## Start
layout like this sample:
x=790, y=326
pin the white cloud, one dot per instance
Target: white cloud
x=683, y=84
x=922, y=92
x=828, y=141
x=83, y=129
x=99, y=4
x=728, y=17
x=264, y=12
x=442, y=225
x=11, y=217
## End
▸ REQUIRED TASK: Write out every row again, with "white cloud" swapped for "gray cloud" and nothing else changed.

▸ ANSWER TO THIS PROBLEM:
layout like this sample:
x=790, y=326
pin the gray cloud, one dot per instance
Target: gray cloud
x=683, y=84
x=922, y=92
x=828, y=141
x=83, y=129
x=99, y=4
x=728, y=17
x=264, y=12
x=442, y=225
x=11, y=217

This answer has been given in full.